Region outline entries
** start **

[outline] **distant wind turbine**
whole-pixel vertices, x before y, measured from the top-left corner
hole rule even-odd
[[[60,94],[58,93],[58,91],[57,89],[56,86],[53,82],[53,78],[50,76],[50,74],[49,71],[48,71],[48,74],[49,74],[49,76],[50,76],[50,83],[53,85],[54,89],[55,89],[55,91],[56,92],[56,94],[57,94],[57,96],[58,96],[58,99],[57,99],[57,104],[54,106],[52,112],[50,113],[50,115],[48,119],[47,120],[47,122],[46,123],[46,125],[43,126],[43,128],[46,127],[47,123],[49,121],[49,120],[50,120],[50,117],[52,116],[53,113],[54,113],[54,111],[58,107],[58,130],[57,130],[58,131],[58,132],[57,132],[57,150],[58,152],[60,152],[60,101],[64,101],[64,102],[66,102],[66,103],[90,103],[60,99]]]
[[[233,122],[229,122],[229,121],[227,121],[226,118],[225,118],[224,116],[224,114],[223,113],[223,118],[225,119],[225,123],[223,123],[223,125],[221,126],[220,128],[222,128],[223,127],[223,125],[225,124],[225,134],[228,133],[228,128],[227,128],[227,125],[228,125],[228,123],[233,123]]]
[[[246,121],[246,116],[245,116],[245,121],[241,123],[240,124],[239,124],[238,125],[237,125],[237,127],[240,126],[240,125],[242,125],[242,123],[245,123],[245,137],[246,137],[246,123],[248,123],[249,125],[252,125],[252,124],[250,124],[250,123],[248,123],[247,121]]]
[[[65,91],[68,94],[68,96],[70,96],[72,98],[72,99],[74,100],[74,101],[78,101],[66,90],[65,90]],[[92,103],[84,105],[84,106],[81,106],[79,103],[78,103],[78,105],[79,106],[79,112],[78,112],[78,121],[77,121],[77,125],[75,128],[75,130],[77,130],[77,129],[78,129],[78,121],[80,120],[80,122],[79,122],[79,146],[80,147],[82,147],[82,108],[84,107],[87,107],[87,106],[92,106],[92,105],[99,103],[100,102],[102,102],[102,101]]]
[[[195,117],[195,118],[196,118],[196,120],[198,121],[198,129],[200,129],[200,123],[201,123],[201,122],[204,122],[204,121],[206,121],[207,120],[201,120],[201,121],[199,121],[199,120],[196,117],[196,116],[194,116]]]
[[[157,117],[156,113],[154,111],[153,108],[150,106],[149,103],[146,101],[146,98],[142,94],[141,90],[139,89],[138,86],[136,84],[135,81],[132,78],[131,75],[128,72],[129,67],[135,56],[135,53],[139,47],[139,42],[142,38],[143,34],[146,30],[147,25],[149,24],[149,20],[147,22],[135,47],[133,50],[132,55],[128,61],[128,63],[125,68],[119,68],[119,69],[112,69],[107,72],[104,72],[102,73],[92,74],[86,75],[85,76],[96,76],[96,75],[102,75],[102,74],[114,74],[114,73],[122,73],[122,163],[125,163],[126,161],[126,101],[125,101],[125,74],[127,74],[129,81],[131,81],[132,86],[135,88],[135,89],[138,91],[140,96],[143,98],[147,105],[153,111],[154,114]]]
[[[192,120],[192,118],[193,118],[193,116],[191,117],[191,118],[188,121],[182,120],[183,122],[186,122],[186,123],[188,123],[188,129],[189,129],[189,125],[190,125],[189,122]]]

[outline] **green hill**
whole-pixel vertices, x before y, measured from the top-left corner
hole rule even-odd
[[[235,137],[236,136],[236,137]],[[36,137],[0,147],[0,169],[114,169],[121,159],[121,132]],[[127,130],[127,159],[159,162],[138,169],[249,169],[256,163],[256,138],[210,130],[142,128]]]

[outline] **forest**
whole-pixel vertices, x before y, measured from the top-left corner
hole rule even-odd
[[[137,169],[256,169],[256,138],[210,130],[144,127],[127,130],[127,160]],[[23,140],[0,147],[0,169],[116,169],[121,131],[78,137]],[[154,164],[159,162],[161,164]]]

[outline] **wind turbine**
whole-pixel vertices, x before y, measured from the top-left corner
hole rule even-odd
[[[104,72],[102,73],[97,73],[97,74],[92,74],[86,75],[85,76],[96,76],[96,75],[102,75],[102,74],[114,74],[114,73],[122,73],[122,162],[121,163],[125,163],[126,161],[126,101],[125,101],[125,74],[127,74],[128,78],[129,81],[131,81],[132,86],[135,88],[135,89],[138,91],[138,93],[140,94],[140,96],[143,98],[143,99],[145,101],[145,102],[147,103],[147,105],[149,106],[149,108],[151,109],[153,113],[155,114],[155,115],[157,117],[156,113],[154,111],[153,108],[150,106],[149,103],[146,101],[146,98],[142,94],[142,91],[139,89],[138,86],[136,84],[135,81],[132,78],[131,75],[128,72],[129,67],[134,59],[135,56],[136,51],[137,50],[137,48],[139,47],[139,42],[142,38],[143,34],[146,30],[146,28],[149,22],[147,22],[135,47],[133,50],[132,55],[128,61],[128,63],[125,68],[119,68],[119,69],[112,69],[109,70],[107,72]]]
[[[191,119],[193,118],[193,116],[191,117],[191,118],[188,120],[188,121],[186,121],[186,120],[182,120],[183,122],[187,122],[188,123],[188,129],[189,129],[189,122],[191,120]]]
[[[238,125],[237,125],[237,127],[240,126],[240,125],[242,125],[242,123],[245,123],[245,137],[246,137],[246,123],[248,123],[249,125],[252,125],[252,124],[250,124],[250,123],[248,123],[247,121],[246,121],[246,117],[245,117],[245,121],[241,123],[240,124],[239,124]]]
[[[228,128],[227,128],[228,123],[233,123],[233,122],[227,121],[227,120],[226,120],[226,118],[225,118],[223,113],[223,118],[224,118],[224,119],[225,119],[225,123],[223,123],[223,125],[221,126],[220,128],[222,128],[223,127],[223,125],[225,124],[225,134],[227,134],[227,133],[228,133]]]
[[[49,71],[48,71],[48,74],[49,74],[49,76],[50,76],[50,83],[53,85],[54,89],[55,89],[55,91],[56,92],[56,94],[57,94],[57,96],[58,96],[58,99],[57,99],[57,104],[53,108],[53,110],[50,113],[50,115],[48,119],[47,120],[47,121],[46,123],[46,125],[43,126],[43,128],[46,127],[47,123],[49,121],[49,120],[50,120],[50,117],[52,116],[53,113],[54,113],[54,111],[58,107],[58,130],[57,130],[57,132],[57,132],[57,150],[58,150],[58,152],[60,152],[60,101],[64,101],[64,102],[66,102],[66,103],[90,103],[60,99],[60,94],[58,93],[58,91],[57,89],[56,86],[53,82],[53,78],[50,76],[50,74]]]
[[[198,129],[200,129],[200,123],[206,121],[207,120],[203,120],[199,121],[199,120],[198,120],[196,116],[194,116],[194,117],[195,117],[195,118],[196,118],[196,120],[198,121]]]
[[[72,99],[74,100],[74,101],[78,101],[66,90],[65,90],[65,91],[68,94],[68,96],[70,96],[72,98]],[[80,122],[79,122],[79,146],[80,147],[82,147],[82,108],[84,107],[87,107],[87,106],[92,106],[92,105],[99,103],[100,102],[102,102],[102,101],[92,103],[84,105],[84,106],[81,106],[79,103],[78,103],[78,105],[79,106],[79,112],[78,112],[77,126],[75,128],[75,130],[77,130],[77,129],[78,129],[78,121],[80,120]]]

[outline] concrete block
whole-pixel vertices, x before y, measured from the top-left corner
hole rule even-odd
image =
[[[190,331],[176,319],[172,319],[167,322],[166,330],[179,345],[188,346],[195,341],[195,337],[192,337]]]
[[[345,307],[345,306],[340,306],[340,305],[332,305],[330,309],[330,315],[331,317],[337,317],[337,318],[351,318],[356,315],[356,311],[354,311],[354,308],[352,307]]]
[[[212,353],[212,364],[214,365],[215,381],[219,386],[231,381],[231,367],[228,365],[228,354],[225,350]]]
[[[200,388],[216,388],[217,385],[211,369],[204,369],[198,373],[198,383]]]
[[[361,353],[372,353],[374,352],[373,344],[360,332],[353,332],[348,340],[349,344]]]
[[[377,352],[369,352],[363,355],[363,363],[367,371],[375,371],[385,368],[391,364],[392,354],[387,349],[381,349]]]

** end **

● Exercise instructions
Give every line of the data above, starting at the line containing "[outline] concrete block" and ending at the final line of the data, as a numbered list, omitting any blank lines.

● Result of this exercise
1. [outline] concrete block
2. whole-pixel vertices, x before y, measured from the top-left corner
3. hole rule even-odd
4. image =
5. [[[190,331],[176,319],[172,319],[167,322],[166,330],[179,345],[188,346],[195,341],[195,337],[192,337]]]
6. [[[345,307],[345,306],[340,306],[340,305],[332,305],[330,309],[330,315],[331,317],[337,317],[337,318],[351,318],[356,315],[356,311],[354,311],[354,308],[352,307]]]
7. [[[212,353],[212,364],[214,365],[215,381],[219,386],[231,381],[231,367],[228,365],[228,354],[225,350]]]
8. [[[200,388],[216,388],[217,385],[211,369],[204,369],[198,373],[198,383]]]
9. [[[361,353],[372,353],[374,352],[373,344],[360,332],[353,332],[348,340],[349,344]]]
10. [[[377,352],[369,352],[363,355],[363,363],[367,371],[375,371],[385,368],[391,364],[392,354],[387,349],[381,349]]]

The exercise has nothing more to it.